DATASET Block Start

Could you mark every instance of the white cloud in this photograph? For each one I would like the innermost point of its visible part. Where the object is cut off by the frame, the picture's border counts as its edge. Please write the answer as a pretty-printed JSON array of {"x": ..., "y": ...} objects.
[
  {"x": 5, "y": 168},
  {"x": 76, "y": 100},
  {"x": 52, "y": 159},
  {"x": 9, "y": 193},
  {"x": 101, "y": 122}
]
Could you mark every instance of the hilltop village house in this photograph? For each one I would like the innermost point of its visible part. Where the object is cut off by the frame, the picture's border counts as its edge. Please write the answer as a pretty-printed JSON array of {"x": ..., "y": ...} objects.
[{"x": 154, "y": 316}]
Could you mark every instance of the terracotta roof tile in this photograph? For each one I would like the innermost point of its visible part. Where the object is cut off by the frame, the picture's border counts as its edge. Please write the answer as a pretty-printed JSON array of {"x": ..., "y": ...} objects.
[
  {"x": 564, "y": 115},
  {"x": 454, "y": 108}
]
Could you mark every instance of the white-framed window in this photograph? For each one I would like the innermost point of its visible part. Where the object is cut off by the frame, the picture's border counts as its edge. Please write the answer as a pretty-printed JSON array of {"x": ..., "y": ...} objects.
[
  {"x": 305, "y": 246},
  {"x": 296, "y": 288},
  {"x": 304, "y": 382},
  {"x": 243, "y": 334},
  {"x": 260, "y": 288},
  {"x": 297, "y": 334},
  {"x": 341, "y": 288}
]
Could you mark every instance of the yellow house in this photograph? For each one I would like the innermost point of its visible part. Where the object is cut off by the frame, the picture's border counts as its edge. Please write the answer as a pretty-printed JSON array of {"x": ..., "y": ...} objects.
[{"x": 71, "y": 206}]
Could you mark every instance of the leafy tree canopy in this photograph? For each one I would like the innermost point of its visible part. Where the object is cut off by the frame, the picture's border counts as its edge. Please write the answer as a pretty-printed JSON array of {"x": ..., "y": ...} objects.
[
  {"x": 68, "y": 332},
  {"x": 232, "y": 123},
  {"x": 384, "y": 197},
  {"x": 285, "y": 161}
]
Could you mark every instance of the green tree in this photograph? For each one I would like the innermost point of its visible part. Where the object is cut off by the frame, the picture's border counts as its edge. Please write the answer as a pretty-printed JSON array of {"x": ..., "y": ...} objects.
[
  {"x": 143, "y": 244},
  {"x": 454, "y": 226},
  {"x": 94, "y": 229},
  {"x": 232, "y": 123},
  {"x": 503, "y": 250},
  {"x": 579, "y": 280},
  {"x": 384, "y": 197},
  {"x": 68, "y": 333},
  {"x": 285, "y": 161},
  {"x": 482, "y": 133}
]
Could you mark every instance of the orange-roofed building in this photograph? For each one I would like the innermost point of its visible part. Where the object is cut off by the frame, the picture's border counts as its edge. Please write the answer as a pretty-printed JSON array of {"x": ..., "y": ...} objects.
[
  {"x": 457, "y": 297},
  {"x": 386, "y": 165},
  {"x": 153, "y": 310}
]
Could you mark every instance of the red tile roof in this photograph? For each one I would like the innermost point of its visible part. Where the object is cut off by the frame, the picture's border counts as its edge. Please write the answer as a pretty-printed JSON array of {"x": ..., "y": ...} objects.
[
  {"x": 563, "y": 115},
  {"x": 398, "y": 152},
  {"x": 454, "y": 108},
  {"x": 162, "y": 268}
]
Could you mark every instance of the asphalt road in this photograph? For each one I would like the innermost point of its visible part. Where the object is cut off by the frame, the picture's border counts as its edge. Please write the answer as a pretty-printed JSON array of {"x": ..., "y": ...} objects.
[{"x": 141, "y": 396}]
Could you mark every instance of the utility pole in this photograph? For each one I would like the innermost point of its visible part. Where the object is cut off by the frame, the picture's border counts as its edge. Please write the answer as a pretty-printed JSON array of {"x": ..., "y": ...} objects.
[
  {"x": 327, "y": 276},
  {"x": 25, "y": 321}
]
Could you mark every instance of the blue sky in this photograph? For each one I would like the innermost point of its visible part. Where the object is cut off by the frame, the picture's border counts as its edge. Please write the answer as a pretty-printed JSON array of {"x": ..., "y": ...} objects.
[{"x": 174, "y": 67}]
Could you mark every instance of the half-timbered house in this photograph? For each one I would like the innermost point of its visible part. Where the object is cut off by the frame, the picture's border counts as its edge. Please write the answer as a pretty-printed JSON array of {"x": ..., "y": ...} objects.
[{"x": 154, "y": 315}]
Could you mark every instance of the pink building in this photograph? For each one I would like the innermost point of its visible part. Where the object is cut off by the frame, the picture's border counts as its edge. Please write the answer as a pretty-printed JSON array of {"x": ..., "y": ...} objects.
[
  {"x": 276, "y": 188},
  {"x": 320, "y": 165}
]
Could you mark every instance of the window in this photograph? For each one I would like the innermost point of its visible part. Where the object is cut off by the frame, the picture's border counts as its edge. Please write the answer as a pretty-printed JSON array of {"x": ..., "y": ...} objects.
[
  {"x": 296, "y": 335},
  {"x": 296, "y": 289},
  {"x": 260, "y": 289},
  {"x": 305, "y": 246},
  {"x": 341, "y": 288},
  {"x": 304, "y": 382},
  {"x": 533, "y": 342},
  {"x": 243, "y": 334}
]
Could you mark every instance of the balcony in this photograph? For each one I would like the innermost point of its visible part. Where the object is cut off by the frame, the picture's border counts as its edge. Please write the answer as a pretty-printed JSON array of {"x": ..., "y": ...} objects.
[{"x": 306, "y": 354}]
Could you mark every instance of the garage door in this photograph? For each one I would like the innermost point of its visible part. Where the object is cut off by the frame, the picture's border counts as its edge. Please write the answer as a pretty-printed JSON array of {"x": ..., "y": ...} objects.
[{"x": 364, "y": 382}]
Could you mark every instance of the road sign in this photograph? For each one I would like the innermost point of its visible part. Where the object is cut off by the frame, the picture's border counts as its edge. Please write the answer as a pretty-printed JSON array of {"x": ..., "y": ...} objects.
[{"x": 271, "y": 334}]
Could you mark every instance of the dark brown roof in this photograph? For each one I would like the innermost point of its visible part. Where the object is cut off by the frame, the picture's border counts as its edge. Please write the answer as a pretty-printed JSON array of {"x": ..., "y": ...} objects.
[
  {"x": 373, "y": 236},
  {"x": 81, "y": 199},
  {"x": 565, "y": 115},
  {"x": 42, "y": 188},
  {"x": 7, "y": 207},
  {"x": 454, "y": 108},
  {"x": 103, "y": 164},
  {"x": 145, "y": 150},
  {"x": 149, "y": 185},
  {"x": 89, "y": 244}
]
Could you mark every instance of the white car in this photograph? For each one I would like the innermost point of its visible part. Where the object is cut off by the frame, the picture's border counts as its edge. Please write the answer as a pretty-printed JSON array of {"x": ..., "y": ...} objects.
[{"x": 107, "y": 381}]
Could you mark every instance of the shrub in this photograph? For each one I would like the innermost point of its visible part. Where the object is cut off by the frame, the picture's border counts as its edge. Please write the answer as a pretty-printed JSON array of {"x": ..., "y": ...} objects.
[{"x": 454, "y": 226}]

DATASET Block End

■ REQUIREMENT:
Reproduce the data exactly, altering nothing.

■ RESULT OF THIS TASK:
Could you mark every instance of the white cloud in this photograph? For each one I would like the innermost point of its visible part. Where the object is cut off by the frame, the picture's border counts as its edge. Please write the answer as a pretty-printed JSON array of {"x": ..., "y": ...} objects.
[
  {"x": 5, "y": 168},
  {"x": 76, "y": 100},
  {"x": 52, "y": 159},
  {"x": 9, "y": 193},
  {"x": 101, "y": 122}
]
Could you mark every instance of the hilltop village house in this photograph? For each one I would like the innermost point of its visible part. Where the object is cut off by the frame, the picture's border counts as its edge. Please write the answer as a pretty-printed JSON array of {"x": ..., "y": ...} objects.
[{"x": 154, "y": 316}]
Could you mark every instance of the terracotta roof tile in this photograph? For each one I would like the innermost point of its visible part. Where the object is cut off by the frame, the picture's border counts as its edge. Please write the answer as a pretty-printed JSON array of {"x": ..., "y": ...} objects.
[
  {"x": 564, "y": 115},
  {"x": 454, "y": 108}
]
Could you mark every instance of the white-framed window in this photograph? For each one I would like the innermost point of its visible part. Where the object is cut off by the frame, the picture's border counts as its edge. Please write the answer as a pretty-printed JSON array of {"x": ..., "y": ...} objects.
[
  {"x": 305, "y": 246},
  {"x": 296, "y": 288},
  {"x": 304, "y": 382},
  {"x": 243, "y": 334},
  {"x": 260, "y": 288},
  {"x": 297, "y": 334},
  {"x": 341, "y": 288}
]
Could you mark every instance of the yellow house in this photograph? For each one I would like the innermost point of its visible part. Where the object is cut off by the frame, the picture's border counts as its edge. Please write the answer as a pretty-printed JSON array of {"x": ..., "y": ...} objects.
[{"x": 71, "y": 206}]
Could you mark every instance of the leafy tree canopy in this photograph? For each one I would like the innermost point of its visible part. Where the object is cut off by the frame, the picture's border counts as its edge. Please write the answer as a pretty-printed JSON array of {"x": ..., "y": ...} objects.
[
  {"x": 68, "y": 332},
  {"x": 232, "y": 123},
  {"x": 384, "y": 197},
  {"x": 285, "y": 161}
]
Could you mark every instance of the green tree in this photograph? For each one I would like the innermost point of its visible part. Where the object is cut off by the frame, the picture's border counts as its edge. Please write the answer as a pretty-printed JSON array of {"x": ..., "y": ...} objects.
[
  {"x": 143, "y": 244},
  {"x": 454, "y": 226},
  {"x": 94, "y": 229},
  {"x": 232, "y": 123},
  {"x": 503, "y": 250},
  {"x": 579, "y": 280},
  {"x": 384, "y": 197},
  {"x": 68, "y": 333},
  {"x": 285, "y": 161},
  {"x": 482, "y": 133}
]
Could you mark every instance of the orange-roofed building in this photograph? For each one I would like the innermost point of its visible part. Where the object is cut off by the frame, the picture's border counts as its edge. Please write the answer as a pretty-printed JSON array of {"x": ..., "y": ...} objects.
[
  {"x": 457, "y": 297},
  {"x": 386, "y": 165},
  {"x": 153, "y": 310}
]
Could you mark every instance of the red tile roof in this photograph? For each one I would like the innermost point of its visible part. Where the object is cut off by the frame, the picture's border counts as its edge. Please write the answer as a pretty-printed JSON array of {"x": ..., "y": ...} objects.
[
  {"x": 563, "y": 115},
  {"x": 398, "y": 152},
  {"x": 454, "y": 108},
  {"x": 162, "y": 268}
]
Could you mark every instance of the asphalt road in this photograph? For each one I would like the innermost point of its visible part. Where the object is cut off by the frame, the picture's border counts as its edge. Please write the answer as a pretty-printed JSON array of {"x": ..., "y": ...} objects.
[{"x": 141, "y": 396}]
Could you mark every instance of the utility pole in this photograph? For each one I would like the innermost point of its visible part. Where the object is cut off by the frame, the picture's border counts as its edge. Please write the answer as a pretty-printed JSON array of {"x": ..., "y": ...} objects.
[
  {"x": 327, "y": 276},
  {"x": 25, "y": 321}
]
Could you mark every instance of the blue sky in this photograph? For each one I would like the innermost point of its visible part. Where the object is cut off by the frame, the picture's border counts as its edge. Please write the answer as a pretty-printed JSON array of {"x": ..., "y": ...} objects.
[{"x": 174, "y": 67}]
Could you mark every instance of the half-timbered house in this photograph? For each one I would like the innermost point of its visible part. Where the object is cut off by the frame, the picture's border counts as its edge. Please write the answer as a pretty-printed JSON array of {"x": ..., "y": ...} objects.
[{"x": 154, "y": 315}]
Could you mark every instance of the pink building in this photograph? For each one I would like the innermost point of its visible part. Where the object is cut off by the frame, the picture's border counts as its edge. Please write the answer as a pretty-printed JSON array of {"x": ..., "y": ...} objects.
[
  {"x": 276, "y": 188},
  {"x": 320, "y": 165}
]
Could you mark every instance of the window in this photograph? For each one I would like the innermost point of its visible part. Where the object is cut off by the frame, the picture's border counts as its edge. Please write the answer as a pretty-printed JSON array of {"x": ..., "y": ...} objects.
[
  {"x": 296, "y": 335},
  {"x": 296, "y": 289},
  {"x": 260, "y": 289},
  {"x": 305, "y": 246},
  {"x": 341, "y": 288},
  {"x": 304, "y": 382},
  {"x": 533, "y": 342},
  {"x": 243, "y": 334}
]
Could you mark every instance of the balcony in this photograph? For each one I would like the innermost point of its visible part. Where the object is cut off by the frame, the picture's border counts as its edge. Please write the answer as a pretty-printed JSON array of {"x": ..., "y": ...} objects.
[{"x": 306, "y": 354}]
Could you mark every instance of the garage door in this photograph? For each one I would like the innermost point of its visible part. Where the object is cut off by the frame, the picture's border counts as its edge. Please write the answer as a pretty-printed JSON array of {"x": ..., "y": ...} objects.
[{"x": 364, "y": 382}]
Could you mark every instance of the road sign in this photograph? For each one I would like the innermost point of its visible part. Where the object is cut off by the frame, the picture's border counts as its edge. Please write the answer as a pretty-printed JSON array of {"x": ..., "y": ...} objects.
[{"x": 271, "y": 334}]
Could you mark every instance of the dark brown roof in this photograph? For each one I would like the innermost point of its visible part. Where the object is cut off by the frame, the picture's border counts as its edge. Please write the answer as a pretty-printed JSON array of {"x": ..., "y": ...} objects.
[
  {"x": 373, "y": 236},
  {"x": 81, "y": 199},
  {"x": 565, "y": 115},
  {"x": 42, "y": 188},
  {"x": 7, "y": 207},
  {"x": 454, "y": 108},
  {"x": 103, "y": 164},
  {"x": 145, "y": 150},
  {"x": 149, "y": 185},
  {"x": 89, "y": 244}
]
Could you mark every instance of the white car in this photograph? For each one I would like the innermost point of its visible part. Where the object is cut off by the frame, the picture's border counts as its edge. Please write the answer as a pretty-printed JSON array of {"x": ..., "y": ...} objects.
[{"x": 107, "y": 381}]
Could you mark every instance of the shrub in this photograph? For each one I would like the innermost point of its visible part. Where the object is cut off by the frame, the picture's border counts as its edge. Please write the answer as a pretty-printed JSON array of {"x": ..., "y": ...} objects.
[{"x": 454, "y": 226}]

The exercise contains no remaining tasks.